------ DATA ENTRIES ------

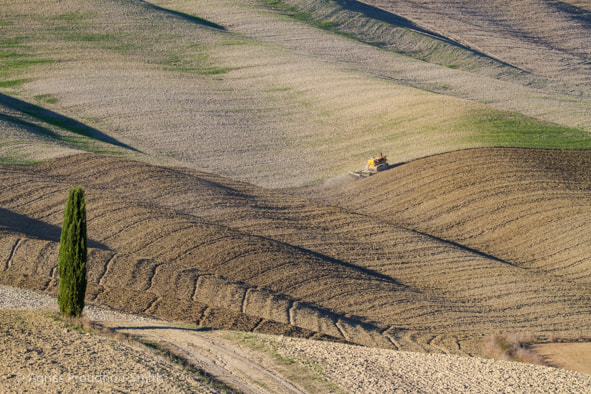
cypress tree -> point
(72, 255)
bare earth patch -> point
(574, 356)
(58, 358)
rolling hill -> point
(211, 137)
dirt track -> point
(249, 363)
(219, 252)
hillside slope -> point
(193, 245)
(264, 93)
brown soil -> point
(396, 273)
(574, 356)
(266, 98)
(39, 353)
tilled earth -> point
(398, 272)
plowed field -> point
(414, 267)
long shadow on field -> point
(397, 20)
(28, 126)
(188, 17)
(385, 16)
(55, 119)
(34, 228)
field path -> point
(238, 366)
(255, 363)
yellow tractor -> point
(375, 164)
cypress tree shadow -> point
(12, 221)
(188, 17)
(55, 119)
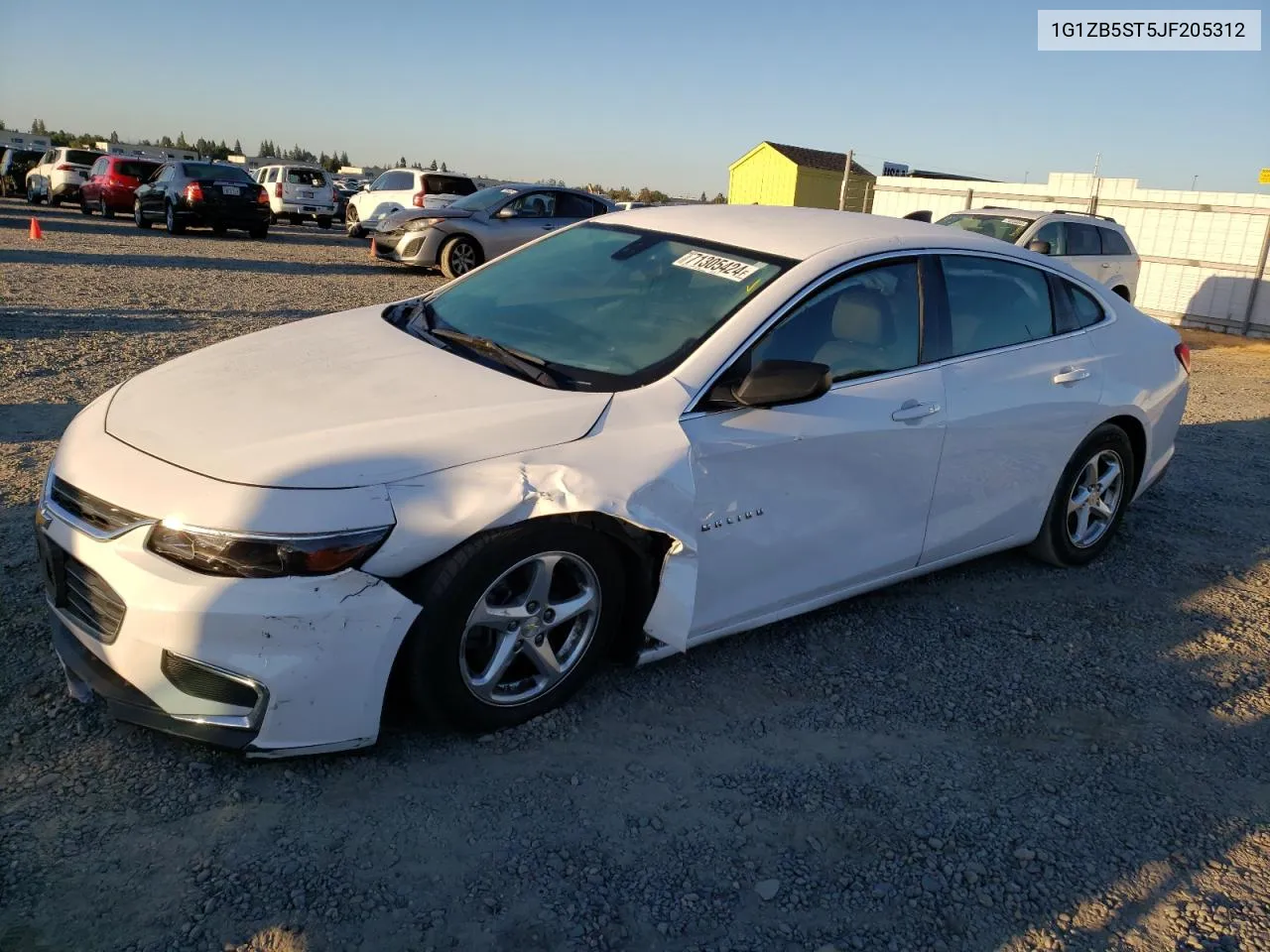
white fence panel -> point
(1203, 253)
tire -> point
(1062, 540)
(444, 654)
(175, 227)
(350, 222)
(458, 255)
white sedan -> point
(635, 434)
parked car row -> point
(483, 225)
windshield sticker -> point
(715, 264)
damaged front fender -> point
(633, 466)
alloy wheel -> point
(1095, 498)
(530, 629)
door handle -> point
(915, 411)
(1071, 375)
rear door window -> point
(994, 303)
(1082, 240)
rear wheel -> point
(352, 222)
(1089, 500)
(458, 255)
(175, 227)
(516, 621)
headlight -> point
(263, 556)
(421, 223)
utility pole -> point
(846, 178)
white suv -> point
(60, 175)
(1089, 243)
(299, 191)
(399, 189)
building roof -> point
(818, 159)
(795, 232)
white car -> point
(399, 189)
(299, 193)
(1093, 244)
(638, 434)
(60, 175)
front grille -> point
(89, 509)
(81, 594)
(194, 679)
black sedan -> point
(209, 194)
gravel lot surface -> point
(1000, 757)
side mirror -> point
(774, 382)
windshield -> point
(611, 306)
(485, 198)
(80, 158)
(214, 171)
(997, 226)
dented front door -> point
(810, 499)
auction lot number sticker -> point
(1150, 31)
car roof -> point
(798, 232)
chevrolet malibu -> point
(633, 435)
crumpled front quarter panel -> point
(634, 466)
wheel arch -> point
(642, 551)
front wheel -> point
(1089, 500)
(458, 255)
(513, 624)
(175, 226)
(352, 222)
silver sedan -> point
(481, 226)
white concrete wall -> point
(1199, 249)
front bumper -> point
(313, 654)
(414, 248)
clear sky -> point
(663, 93)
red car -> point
(111, 182)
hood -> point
(390, 222)
(336, 402)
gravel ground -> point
(1000, 757)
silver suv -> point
(1089, 243)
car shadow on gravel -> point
(1001, 756)
(181, 262)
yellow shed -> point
(790, 176)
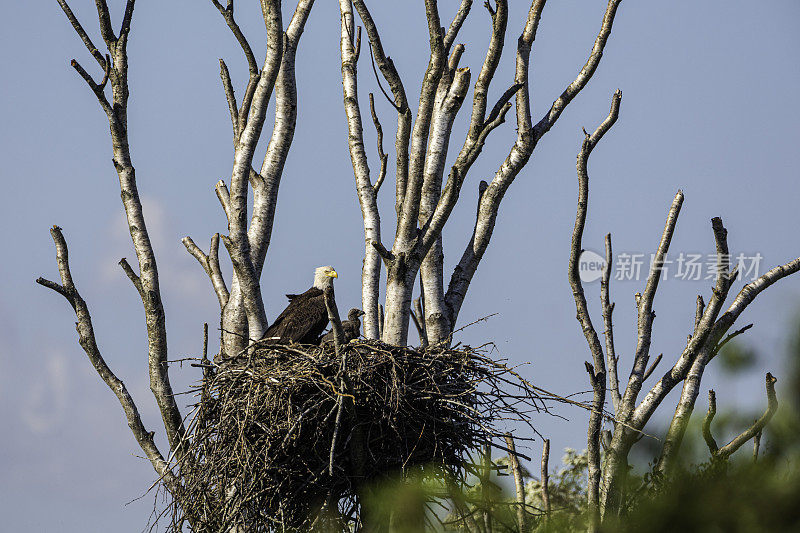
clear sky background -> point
(710, 106)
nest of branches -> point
(290, 431)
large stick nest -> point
(259, 452)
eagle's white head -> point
(323, 277)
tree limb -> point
(87, 340)
(519, 482)
(367, 198)
(148, 271)
(210, 264)
(546, 478)
(608, 310)
(758, 426)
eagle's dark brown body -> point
(303, 320)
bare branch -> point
(597, 372)
(367, 198)
(706, 428)
(137, 283)
(652, 367)
(125, 27)
(82, 34)
(105, 22)
(384, 253)
(210, 264)
(407, 218)
(698, 313)
(116, 112)
(381, 154)
(96, 88)
(546, 478)
(730, 337)
(455, 25)
(584, 76)
(646, 314)
(230, 96)
(419, 320)
(88, 342)
(224, 197)
(227, 14)
(758, 426)
(387, 68)
(418, 314)
(608, 310)
(519, 482)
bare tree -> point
(423, 199)
(630, 414)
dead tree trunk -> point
(424, 199)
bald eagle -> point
(306, 316)
(350, 327)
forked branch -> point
(750, 433)
(87, 340)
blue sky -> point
(709, 106)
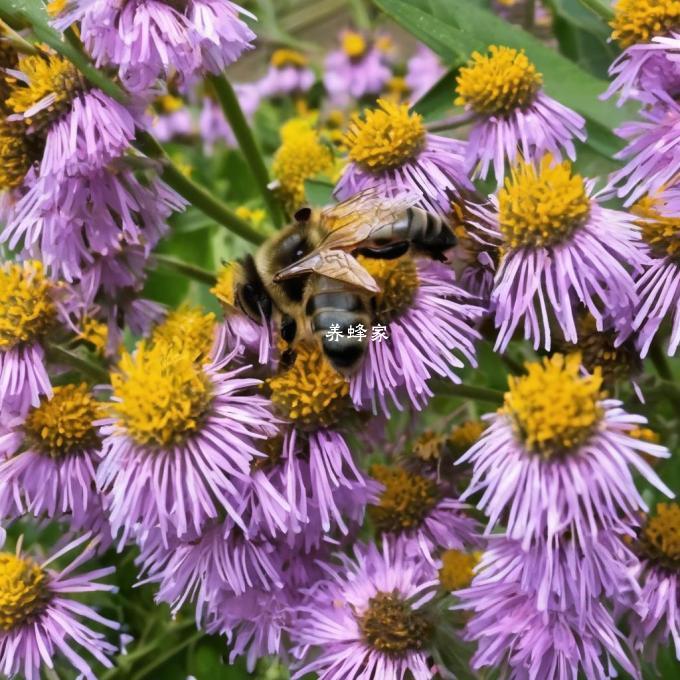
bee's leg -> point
(391, 251)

------

• **REQUIRED WORK**
Please write out again the part of the listing that opens with the line containing "clear sky background -> point" and closes with the final line of the listing, both ends and every line between included. Offset each coordinate by -48, and leave the picture lines out of your answer.

• **FINAL ANSWER**
clear sky background -> point
(662, 58)
nest of branches -> point
(242, 383)
large stick nest -> point
(211, 404)
eagle's white head -> point
(275, 229)
tree limb -> point
(39, 292)
(471, 434)
(319, 150)
(100, 223)
(162, 216)
(498, 430)
(560, 262)
(710, 378)
eagle's dark brown body -> point
(255, 272)
bare branch -> point
(549, 324)
(319, 150)
(658, 380)
(89, 235)
(604, 319)
(77, -21)
(34, -14)
(57, -26)
(336, 205)
(162, 216)
(359, 170)
(650, 265)
(68, 64)
(333, 106)
(48, 40)
(498, 430)
(682, 289)
(407, -23)
(536, 28)
(598, 266)
(182, 48)
(371, 272)
(40, 294)
(176, 149)
(179, -34)
(710, 378)
(339, 20)
(370, 266)
(560, 262)
(471, 434)
bare tree -> point
(375, 151)
(582, 366)
dead tree trunk -> point
(376, 151)
bald eagle -> point
(258, 268)
(302, 279)
forked branch -> point
(702, 385)
(39, 292)
blue sky -> point
(661, 58)
bee's leg -> point
(343, 203)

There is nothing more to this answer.